## RECORDS PROVIDED
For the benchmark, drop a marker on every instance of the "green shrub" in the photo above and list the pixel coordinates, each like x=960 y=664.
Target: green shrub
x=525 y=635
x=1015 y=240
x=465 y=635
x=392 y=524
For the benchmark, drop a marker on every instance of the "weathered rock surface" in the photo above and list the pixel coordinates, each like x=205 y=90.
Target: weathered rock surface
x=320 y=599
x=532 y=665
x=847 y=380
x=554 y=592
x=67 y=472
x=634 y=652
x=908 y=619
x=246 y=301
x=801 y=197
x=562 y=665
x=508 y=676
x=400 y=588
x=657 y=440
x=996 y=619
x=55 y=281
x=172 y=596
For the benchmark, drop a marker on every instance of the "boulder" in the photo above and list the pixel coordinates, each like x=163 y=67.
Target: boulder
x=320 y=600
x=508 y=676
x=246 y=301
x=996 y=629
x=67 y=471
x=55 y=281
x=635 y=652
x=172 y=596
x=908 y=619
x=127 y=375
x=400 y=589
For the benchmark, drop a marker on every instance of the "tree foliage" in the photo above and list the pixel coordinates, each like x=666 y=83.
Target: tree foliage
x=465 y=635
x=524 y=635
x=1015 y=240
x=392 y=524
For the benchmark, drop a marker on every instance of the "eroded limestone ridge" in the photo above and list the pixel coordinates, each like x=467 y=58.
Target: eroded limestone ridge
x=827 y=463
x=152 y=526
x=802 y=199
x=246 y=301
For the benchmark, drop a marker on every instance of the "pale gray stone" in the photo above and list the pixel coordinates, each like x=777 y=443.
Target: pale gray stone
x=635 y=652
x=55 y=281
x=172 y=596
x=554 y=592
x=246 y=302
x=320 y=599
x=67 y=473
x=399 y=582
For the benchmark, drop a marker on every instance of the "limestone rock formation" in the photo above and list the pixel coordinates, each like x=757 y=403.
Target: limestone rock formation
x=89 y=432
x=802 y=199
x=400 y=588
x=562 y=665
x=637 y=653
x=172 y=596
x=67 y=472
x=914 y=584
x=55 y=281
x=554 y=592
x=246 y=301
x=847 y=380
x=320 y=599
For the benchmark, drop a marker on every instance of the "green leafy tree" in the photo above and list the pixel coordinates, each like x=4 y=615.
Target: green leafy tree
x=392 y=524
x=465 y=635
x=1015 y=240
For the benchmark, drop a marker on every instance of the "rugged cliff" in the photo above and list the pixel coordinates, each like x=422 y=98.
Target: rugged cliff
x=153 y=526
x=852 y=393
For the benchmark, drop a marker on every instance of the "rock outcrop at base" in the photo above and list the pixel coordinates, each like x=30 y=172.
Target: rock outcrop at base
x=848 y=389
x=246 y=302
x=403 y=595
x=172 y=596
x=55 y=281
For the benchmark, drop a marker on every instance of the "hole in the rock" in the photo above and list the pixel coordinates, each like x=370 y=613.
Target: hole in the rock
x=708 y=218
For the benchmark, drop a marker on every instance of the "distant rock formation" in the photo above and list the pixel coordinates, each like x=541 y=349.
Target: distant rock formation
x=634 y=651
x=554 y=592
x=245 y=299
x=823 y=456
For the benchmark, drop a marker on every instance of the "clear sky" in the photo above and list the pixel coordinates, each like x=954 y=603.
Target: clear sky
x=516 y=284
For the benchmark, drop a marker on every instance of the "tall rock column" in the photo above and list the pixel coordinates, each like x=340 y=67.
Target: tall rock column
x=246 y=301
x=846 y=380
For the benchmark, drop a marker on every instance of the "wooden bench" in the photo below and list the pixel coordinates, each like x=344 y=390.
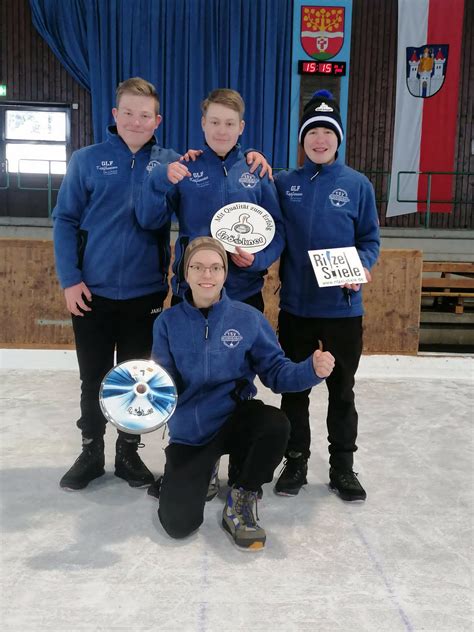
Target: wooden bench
x=455 y=282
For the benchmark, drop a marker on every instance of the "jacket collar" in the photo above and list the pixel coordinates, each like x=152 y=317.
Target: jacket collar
x=310 y=168
x=229 y=159
x=214 y=311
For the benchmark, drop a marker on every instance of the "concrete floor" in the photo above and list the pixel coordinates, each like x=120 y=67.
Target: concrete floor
x=98 y=560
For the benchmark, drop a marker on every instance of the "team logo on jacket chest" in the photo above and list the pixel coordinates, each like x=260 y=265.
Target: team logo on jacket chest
x=151 y=165
x=339 y=197
x=199 y=179
x=107 y=168
x=294 y=193
x=248 y=180
x=231 y=338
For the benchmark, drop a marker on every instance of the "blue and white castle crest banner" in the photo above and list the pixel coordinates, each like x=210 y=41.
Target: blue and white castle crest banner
x=322 y=30
x=426 y=106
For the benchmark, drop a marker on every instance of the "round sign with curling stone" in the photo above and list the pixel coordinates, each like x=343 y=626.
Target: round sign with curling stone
x=243 y=224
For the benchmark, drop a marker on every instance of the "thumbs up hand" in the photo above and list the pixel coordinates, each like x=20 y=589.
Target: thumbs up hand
x=323 y=362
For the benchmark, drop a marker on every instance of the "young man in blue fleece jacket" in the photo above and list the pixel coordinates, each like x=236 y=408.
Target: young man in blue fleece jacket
x=219 y=176
x=213 y=348
x=325 y=204
x=114 y=273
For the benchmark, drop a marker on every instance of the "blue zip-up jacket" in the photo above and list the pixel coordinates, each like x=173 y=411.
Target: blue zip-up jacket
x=214 y=183
x=315 y=219
x=97 y=239
x=214 y=361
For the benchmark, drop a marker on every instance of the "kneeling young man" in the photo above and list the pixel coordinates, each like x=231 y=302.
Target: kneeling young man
x=213 y=348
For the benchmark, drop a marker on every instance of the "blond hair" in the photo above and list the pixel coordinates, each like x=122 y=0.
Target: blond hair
x=139 y=87
x=226 y=97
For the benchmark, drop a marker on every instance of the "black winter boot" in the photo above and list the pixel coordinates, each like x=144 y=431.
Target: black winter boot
x=293 y=475
x=129 y=466
x=88 y=465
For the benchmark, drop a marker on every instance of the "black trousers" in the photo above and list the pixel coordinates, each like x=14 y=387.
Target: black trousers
x=299 y=337
x=124 y=327
x=255 y=436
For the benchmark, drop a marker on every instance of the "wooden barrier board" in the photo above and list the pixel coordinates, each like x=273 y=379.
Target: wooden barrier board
x=393 y=302
x=34 y=314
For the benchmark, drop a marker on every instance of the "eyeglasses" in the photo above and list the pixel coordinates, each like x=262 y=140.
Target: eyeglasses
x=214 y=270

## SHORT PROBLEM
Copy the rows above from their start up to and including the line with "x=400 y=589", requests included, adding 71 to every x and y coordinate in the answers. Leave the requests and their sample coordinates unchanged.

## WRITTEN RESPONSE
For the benchmark, drop a marker on every instance of the "green shrub" in the photo above and list the pixel coordinates, each like x=960 y=664.
Target: green shrub
x=596 y=706
x=1086 y=311
x=536 y=706
x=463 y=595
For the benchmark, drop a marker on every instance of the "weathered rock surface" in the photo above and list the pixel coordinates, each like x=205 y=90.
Target: weathered rock surface
x=391 y=670
x=603 y=736
x=918 y=451
x=625 y=663
x=138 y=543
x=705 y=723
x=979 y=690
x=317 y=372
x=872 y=268
x=633 y=736
x=579 y=747
x=471 y=659
x=728 y=511
x=1067 y=690
x=126 y=352
x=243 y=667
For the benchmark, drop a marker on every instance of the "boulder" in the photo above and list the pixel coordinates, each like x=163 y=67.
Target: boulder
x=391 y=671
x=579 y=747
x=317 y=372
x=1067 y=700
x=138 y=542
x=126 y=352
x=706 y=723
x=243 y=667
x=979 y=690
x=198 y=446
x=471 y=660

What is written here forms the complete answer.